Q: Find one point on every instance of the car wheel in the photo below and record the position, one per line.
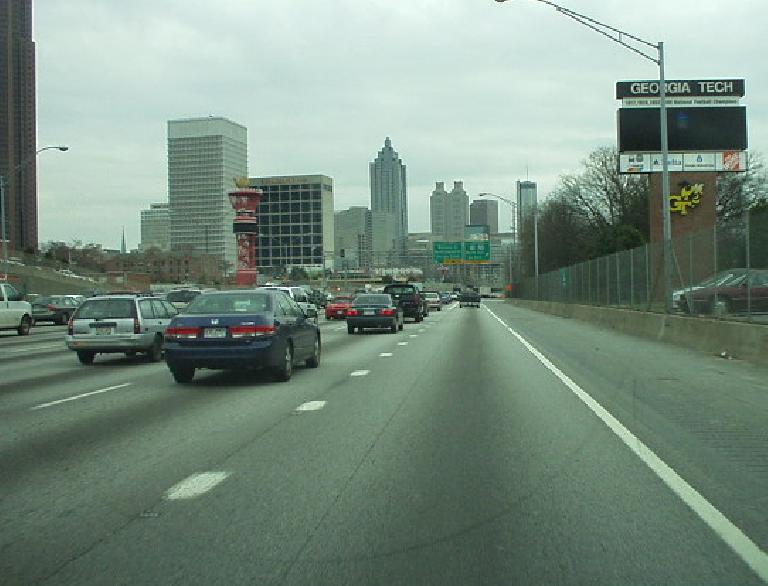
+++++
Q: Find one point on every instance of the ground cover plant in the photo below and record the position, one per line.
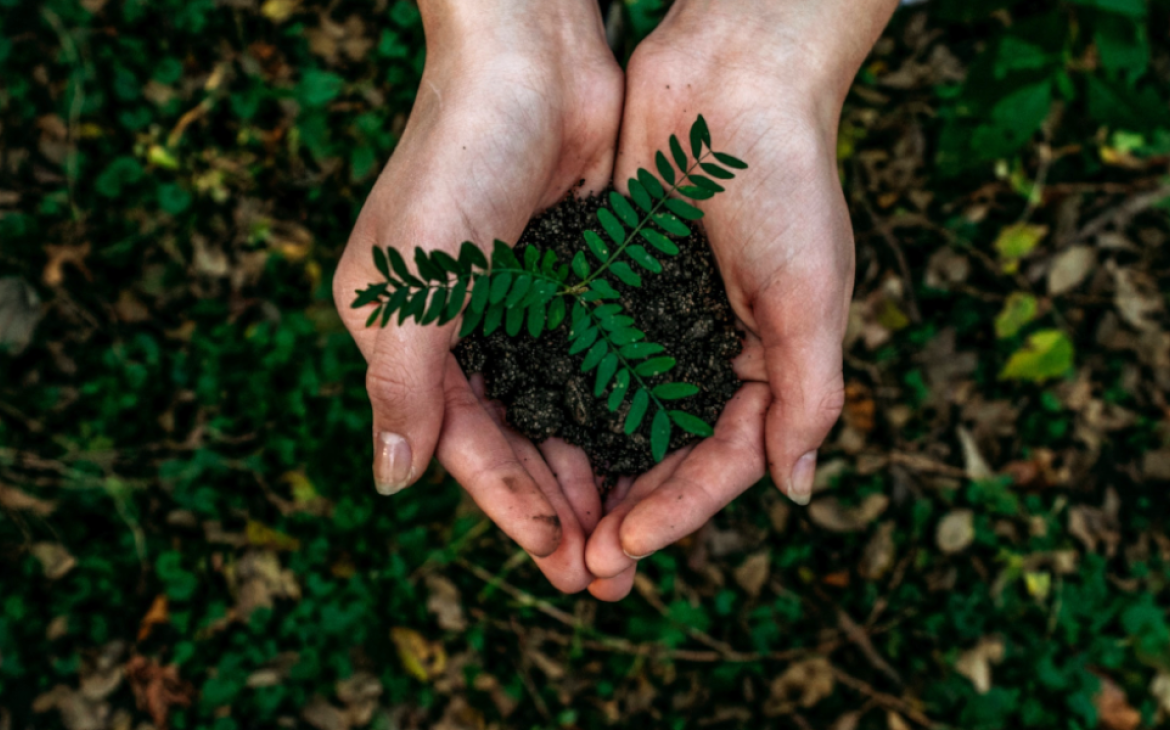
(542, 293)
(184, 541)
+++++
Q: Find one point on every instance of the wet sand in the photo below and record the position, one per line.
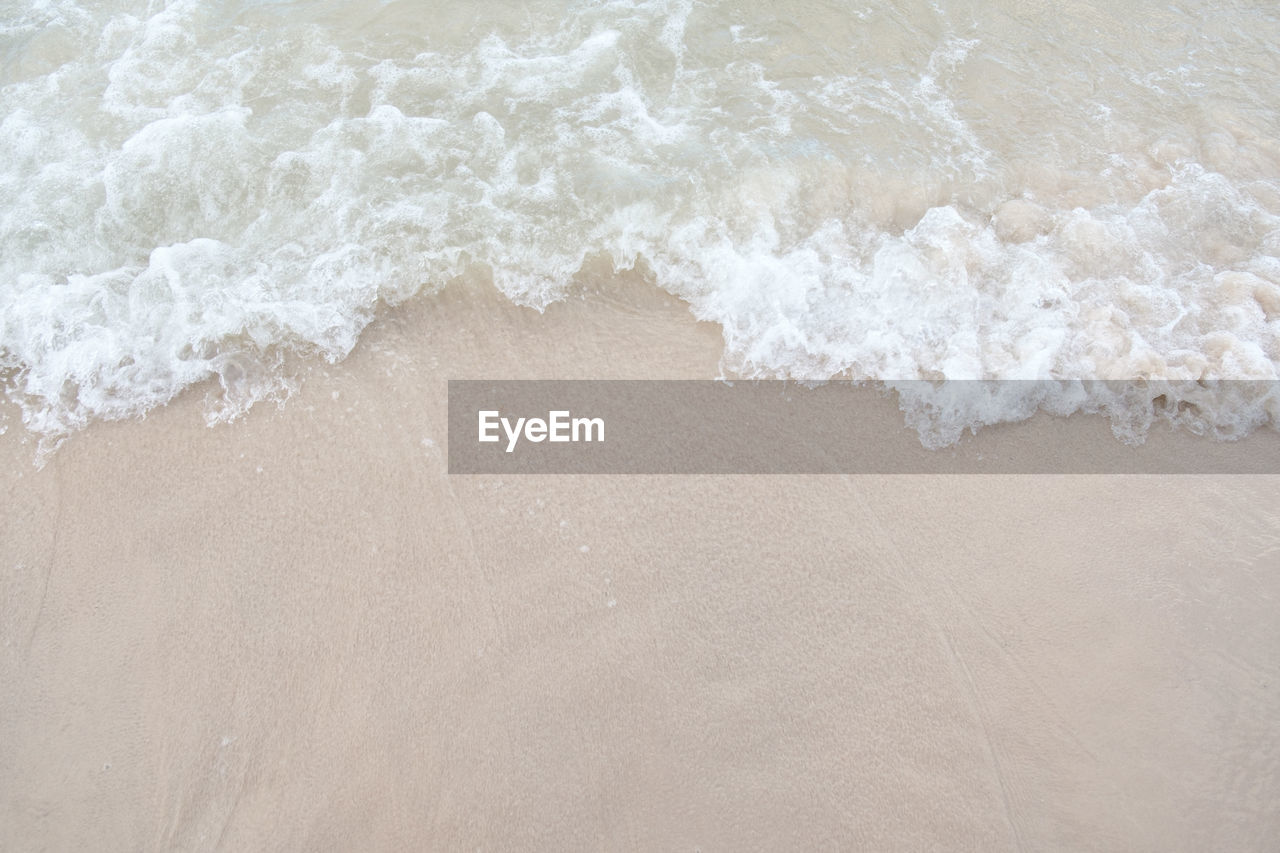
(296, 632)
+++++
What to produce: Count the rows of text in the records above that contain the string "line", treating uppercase and lowercase as different. Reply with the number alone.

The reply: 3